● Passage given

This year’s San Francisco Writers Conference has had to have been the best one ever!

I know, I know. So how bad could it be? It’s in San Francisco, my favorite place on the planet, full of things to do and perfect weather and food to die for. It’s at the Mark Hopkins, which is swank city. The bedding is like sleeping on a cloud, and the soaps and shampoos make you feel rich and pampered. And the conference food isn’t half bad! At the conference, you’re surrounded by writers and agents and editors and people with the knowledge you don’t have, and the enthusiasm is contagious. This conference rolls around just when I need it – a welcome break from the rigors of a Michigan winter. (I like sunshine and flowers, in case you haven’t noticed.) This was my eighth conference, and needless to say, I am never bored. Michael Larsen and Elizabeth Pomada round up the best people for their workshops, and it’s so hard to choose one presentation over the other.

● Exercises
A) Answer these questions about the writers conference post, each from a different part of it:
(i) At which hotel is the conference held?
(ii) How many of these conferences has the writer attended, counting this one?
(iii) Who rounds up the people for the workshops?
B) Resume the writers conference post, writing on from the last sentence given.

● Dataset

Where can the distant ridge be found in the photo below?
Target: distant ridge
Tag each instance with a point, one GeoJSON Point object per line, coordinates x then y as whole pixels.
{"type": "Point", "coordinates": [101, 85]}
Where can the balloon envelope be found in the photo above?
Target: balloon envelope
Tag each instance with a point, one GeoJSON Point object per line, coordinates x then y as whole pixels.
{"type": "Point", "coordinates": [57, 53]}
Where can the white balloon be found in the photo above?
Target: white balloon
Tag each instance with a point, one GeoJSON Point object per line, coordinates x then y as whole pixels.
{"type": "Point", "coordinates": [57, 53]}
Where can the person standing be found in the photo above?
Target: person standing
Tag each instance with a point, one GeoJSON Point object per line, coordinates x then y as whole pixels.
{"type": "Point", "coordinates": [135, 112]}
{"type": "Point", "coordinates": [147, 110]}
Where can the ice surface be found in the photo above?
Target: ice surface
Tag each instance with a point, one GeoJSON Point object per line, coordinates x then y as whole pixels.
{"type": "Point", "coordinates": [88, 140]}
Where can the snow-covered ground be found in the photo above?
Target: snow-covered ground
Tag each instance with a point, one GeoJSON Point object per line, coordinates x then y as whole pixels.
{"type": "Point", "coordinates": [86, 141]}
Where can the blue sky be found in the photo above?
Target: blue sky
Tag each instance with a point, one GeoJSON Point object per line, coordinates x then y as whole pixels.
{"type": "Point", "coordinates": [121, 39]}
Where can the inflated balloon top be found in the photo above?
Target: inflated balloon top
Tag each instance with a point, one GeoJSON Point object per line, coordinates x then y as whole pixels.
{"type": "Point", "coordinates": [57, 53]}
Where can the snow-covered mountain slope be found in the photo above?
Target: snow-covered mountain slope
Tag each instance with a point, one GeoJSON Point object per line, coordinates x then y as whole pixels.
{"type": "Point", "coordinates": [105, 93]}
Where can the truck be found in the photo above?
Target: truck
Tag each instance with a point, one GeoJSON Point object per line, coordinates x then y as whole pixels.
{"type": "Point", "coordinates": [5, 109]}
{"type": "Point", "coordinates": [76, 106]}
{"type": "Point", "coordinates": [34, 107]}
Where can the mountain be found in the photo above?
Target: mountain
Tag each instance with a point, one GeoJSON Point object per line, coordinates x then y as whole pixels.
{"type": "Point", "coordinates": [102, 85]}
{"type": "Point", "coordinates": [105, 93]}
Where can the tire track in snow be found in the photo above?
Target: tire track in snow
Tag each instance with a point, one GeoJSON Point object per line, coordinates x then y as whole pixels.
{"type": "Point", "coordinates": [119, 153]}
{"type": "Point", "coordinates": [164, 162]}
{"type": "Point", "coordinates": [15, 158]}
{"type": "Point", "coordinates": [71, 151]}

● Task-by-task outputs
A)
(i) The Mark Hopkins.
(ii) Eight.
(iii) Michael Larsen and Elizabeth Pomada.

B)
This year I concentrated on workshops going over the business of writing, especially dealing with copyrights and self-publishing. I learned so much from attorney Helen Sedwick, who was extremely nice. I also joined the Independent Book Publishers Association after attending their seminar. It’s not expensive, and the information is voluminous. I’m also considering a run at non-fiction publishing – it depends on when I can find some spare time to dive into it.

I tell this to every writer I know: Go to a writers conference! I can only afford to go to one a year, and this is the one for me. Yes, it’s expensive, and yes, you might think you don’t have any time for it, but trust me. You will learn so much, so worth whatever it costs in money. You’ll get out of your garret for one weekend and make friends and compare notes. You’ll be energized by the positive buzz and leave ready to write again. (I did.)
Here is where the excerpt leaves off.